> What the task asks
Only the lines below between the ones containing "of the out-of-focus" and "the dark eye", inclusive, are to be reproduced, each exactly as it stands.

> Data extracts
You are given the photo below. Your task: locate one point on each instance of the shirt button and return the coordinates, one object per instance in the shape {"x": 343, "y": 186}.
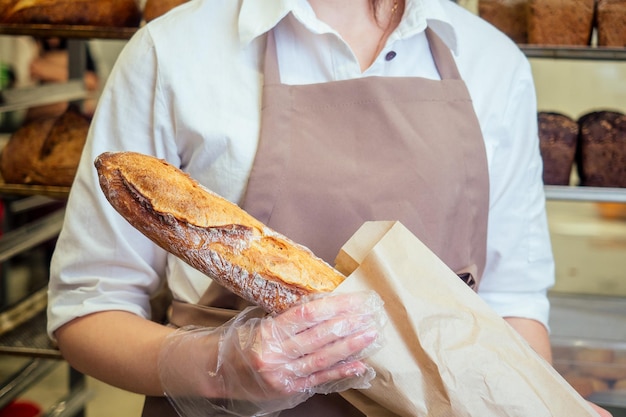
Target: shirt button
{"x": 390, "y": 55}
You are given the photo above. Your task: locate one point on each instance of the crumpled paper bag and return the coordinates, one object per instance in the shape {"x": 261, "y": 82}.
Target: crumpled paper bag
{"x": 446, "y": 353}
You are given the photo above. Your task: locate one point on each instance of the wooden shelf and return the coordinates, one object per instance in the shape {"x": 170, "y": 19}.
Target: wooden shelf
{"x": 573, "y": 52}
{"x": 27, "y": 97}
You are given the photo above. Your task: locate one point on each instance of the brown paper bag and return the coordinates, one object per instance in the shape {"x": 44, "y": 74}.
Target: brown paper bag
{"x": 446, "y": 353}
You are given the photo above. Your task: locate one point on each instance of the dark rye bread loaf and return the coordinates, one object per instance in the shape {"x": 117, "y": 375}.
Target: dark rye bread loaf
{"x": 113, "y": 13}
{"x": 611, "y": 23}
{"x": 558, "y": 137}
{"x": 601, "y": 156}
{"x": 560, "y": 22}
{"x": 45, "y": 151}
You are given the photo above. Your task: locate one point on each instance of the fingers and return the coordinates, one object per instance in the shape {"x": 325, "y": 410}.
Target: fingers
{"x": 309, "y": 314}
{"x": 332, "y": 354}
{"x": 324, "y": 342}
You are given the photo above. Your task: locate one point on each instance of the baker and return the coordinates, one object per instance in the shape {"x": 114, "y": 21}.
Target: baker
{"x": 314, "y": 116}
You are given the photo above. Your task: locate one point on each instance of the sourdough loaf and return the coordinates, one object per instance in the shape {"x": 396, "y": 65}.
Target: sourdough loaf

...

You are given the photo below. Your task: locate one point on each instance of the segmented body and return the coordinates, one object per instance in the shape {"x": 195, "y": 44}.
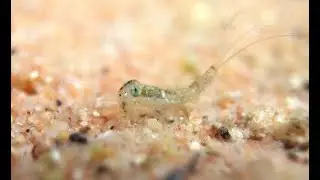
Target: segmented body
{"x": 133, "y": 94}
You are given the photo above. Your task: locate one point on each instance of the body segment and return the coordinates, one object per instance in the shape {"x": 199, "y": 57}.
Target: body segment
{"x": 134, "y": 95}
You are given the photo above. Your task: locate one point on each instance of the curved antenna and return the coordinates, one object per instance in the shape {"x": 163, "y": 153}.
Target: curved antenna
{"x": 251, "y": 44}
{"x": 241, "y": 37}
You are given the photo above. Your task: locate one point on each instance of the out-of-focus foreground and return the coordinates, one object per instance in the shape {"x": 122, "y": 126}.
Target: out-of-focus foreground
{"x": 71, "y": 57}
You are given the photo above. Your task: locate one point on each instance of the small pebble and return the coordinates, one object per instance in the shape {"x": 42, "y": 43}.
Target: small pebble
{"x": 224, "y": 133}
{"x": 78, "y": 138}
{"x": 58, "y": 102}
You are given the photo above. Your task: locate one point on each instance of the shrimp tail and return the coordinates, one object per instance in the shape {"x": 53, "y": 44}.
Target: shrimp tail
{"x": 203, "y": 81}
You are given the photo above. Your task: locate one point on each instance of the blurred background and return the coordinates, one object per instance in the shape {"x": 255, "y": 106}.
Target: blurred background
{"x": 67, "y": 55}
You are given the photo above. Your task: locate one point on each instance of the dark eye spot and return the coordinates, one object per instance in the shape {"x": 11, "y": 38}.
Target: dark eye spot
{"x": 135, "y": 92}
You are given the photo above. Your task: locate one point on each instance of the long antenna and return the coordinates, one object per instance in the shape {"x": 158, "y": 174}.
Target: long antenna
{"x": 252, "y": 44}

> Output for this task
You are given the photo above. Your task: locate one point on each instance of the out-of-focus foreground and return the coordinates, one object per instance in the shape {"x": 122, "y": 126}.
Target: out-of-focus foreground
{"x": 71, "y": 57}
You are given the photo above. Your task: locate one point on each instance of the small pebble and return the coordinates, one object per instance in the shape {"x": 42, "y": 43}.
Target: small pebble
{"x": 224, "y": 133}
{"x": 78, "y": 138}
{"x": 58, "y": 102}
You are given the photo above. Your task: locate one point on each instance of the shrimp tail and return the coordinates, one object per instance in the shape {"x": 53, "y": 44}.
Target: shrimp tail
{"x": 203, "y": 81}
You are given the photo above. Your task: locate one point on each instance of the blurred background and return the coordinates, one object per instance in the shape {"x": 255, "y": 106}.
Target: blurred background
{"x": 67, "y": 55}
You are given the photo above. Your task: locate one point on each instance of the dark eye spot and return the coordinates, one object per instance in the shape {"x": 11, "y": 38}.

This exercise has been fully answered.